DIRECTIVE 1:
For each statement about the August 2005 blog posts below, say yes or no according to the text, and quote the words that decide it.
(a) Rain began at the very moment the train crossed the border at Berwick.
(b) The dissertation was handed in on a Friday.
(c) The writer needed to cut 1,000 words from the dissertation.
DIRECTIVE 2:
Answer these questions from the August 2005 blog posts below.
(a) Which company ran the writer's train?
(b) Which draft of the dissertation had the writer reached?
(c) What kind of blogger does the writer expect to be in a week's time?
DIRECTIVE 3: Quote the August 2005 blog posts below word for word, from "Still, I am" to "straight face again…)".

---- EXCERPT

Archive for August, 2005

All I’ve got’s this sunny afternoon…

31 August 2005

The weather in this country seems to be pandering to typical stereotype. Today, London had not a cloud in the sky, but as my GNER train trundled through Yorkshire the sky got darker and darker, and I swear, the very second we crossed the border at Berwick, the heavens opened and it started to rain. It’s not even nice rain up here that would make it a bit fresher – just an insulting, muggy drizzle.

Still, I am back from my (very brief) holiday; dissertation handed in fine on Thursday, a long weekend soujourning down the coast (as Armand merrily recounts – point of order though, the Google search was a joke), drinking, sunbathing, playing poker and avoiding playing bum charades in favour of making the worst placename pun jokes, ever (as in: “My wife’s gone to the Caribbean for her holidays” “Jamaica?” “No, she went of her own accord”) . I fear repeating them would be proscribed as a crime against comedy, so I shan’t (although I will never be able to say “Vancouver” with an entirely straight face again…)

I’m not making very much sense here, am I? More sense will come tomorrow and over the next few days, I hope. I haven’t got much else to do. I might even have a crack at polishing up the site while I’m at it. I’ve first got to read through about a week’s worth of RSS subscriptions – that could take a while…


Overwhelmed

24 August 2005

Overwhelmed

Apologies for not posting of late. I have been vaguely overwhelmed, what with my dissertation in end of this week and all that (still had time to do the self-portrait on the left, but let’s not talk about that). Up to the fifth draft and deperately trying to find 1,000 words to trim by tomorrow. Apart from that, all is well, but I haven’t got time to blog…

…which is a shame, because there’s plenty to talk about. There’s the ongoing fallout from the de Menezes murder, and Ian Blair’s appalling mishandling of the situation. I wanted to talk about the Piano Man who wasn’t (aka “Why everyone loves an idiot savant, even when they’re not”); the absurdity of suing a private school because they don’t want your child dragging it down the league tables; the Flying Spaghetti Monster, pseudoscience, satire, and the (distinctly different) challenges we face this side of the Atlantic. After reading Engadget 1985 and wondering “where do all the calculators go?“, I’ve been wondering whether whether Peak Oil isn’t our only problem, and it could be Peak Everything…

But they all need more research, and consideration, neither of which I can afford. But, in a week’s time you’ll be in luck. By then, I will no longer be a panicking master’s student with a rapidly escalating caffeine addiction, but the worst kind of blogger of them all – the unemployed blogger. And then, I’ll have nothing to do but bore you to death with every tiny thought on my mind. Dunno about you, but I can’t wait. See you soon.

--------
---- RECORDS SHOWN

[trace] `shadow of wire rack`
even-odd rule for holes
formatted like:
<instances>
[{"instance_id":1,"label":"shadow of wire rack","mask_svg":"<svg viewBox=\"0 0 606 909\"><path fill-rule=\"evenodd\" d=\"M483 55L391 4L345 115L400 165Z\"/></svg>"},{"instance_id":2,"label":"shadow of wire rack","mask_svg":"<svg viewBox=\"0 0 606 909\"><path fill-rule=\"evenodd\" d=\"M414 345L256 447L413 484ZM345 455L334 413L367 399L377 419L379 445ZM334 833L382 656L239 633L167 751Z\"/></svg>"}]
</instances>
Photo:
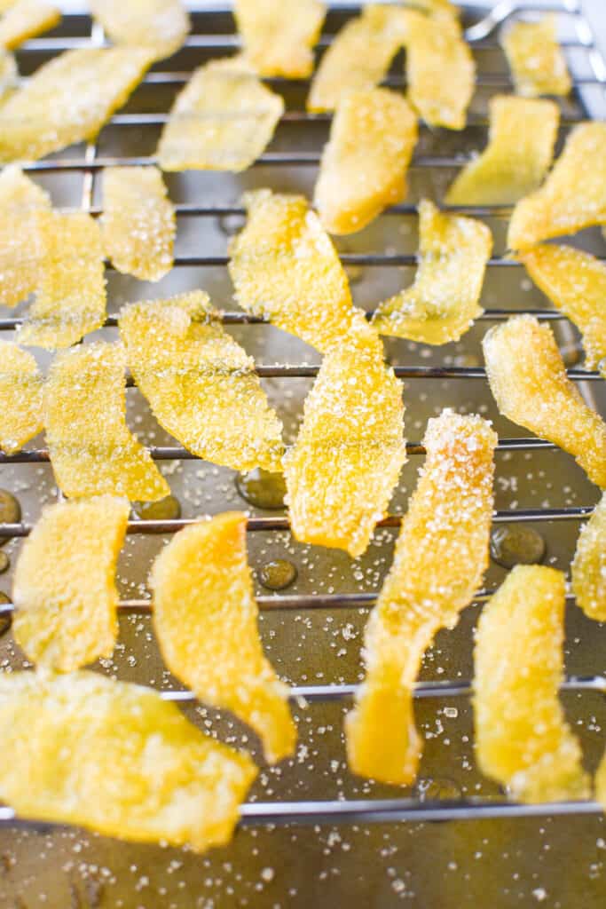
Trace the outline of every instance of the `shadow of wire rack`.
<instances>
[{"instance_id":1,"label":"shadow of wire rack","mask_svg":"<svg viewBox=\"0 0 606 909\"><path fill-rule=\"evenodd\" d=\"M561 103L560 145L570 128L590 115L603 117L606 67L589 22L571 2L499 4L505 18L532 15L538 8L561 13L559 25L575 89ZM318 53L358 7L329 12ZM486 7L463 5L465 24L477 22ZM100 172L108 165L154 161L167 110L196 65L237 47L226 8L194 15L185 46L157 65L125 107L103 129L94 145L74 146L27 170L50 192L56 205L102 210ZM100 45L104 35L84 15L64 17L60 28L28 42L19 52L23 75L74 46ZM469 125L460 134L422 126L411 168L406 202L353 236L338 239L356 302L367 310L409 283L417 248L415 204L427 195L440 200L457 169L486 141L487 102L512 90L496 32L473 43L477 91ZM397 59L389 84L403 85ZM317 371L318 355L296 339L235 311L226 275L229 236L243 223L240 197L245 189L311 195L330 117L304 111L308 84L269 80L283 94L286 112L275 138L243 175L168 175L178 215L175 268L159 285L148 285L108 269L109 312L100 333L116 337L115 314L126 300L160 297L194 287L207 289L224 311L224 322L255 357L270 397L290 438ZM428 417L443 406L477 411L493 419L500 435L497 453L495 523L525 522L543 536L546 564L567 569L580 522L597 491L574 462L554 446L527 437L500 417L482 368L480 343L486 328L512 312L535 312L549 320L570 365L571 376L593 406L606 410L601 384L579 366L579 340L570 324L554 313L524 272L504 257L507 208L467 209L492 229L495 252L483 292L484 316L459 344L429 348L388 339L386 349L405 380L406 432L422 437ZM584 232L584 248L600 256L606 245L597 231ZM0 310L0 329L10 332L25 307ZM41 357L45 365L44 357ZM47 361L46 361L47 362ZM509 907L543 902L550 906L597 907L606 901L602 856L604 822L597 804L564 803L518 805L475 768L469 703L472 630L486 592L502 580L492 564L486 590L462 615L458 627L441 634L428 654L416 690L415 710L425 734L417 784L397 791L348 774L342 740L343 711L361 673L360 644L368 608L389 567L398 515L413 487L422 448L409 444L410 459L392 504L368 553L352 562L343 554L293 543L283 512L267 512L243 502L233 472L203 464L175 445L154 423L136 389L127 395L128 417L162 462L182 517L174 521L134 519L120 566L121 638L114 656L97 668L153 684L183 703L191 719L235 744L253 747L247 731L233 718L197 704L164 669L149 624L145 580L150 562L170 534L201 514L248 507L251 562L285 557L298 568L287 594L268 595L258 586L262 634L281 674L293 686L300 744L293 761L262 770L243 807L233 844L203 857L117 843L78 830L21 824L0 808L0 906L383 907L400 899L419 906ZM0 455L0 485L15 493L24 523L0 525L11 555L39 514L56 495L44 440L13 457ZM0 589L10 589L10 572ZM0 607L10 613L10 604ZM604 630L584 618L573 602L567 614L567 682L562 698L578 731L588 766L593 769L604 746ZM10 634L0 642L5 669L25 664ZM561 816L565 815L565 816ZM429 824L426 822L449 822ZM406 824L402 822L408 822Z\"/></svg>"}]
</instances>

--------

FINISHED ANSWER 1:
(a) Yes: "the very second we crossed the border at Berwick, the heavens opened and it started to rain"
(b) No: "dissertation handed in fine on Thursday"
(c) Yes: "trying to find 1,000 words to trim by tomorrow"

FINISHED ANSWER 2:
(a) GNER
(b) The fifth draft
(c) The unemployed blogger

FINISHED ANSWER 3:
Still, I am back from my (very brief) holiday; dissertation handed in fine on Thursday, a long weekend soujourning down the coast (as Armand merrily recounts – point of order though, the Google search was a joke), drinking, sunbathing, playing poker and avoiding playing bum charades in favour of making the worst placename pun jokes, ever (as in: “My wife’s gone to the Caribbean for her holidays” “Jamaica?” “No, she went of her own accord”) . I fear repeating them would be proscribed as a crime against comedy, so I shan’t (although I will never be able to say “Vancouver” with an entirely straight face again…)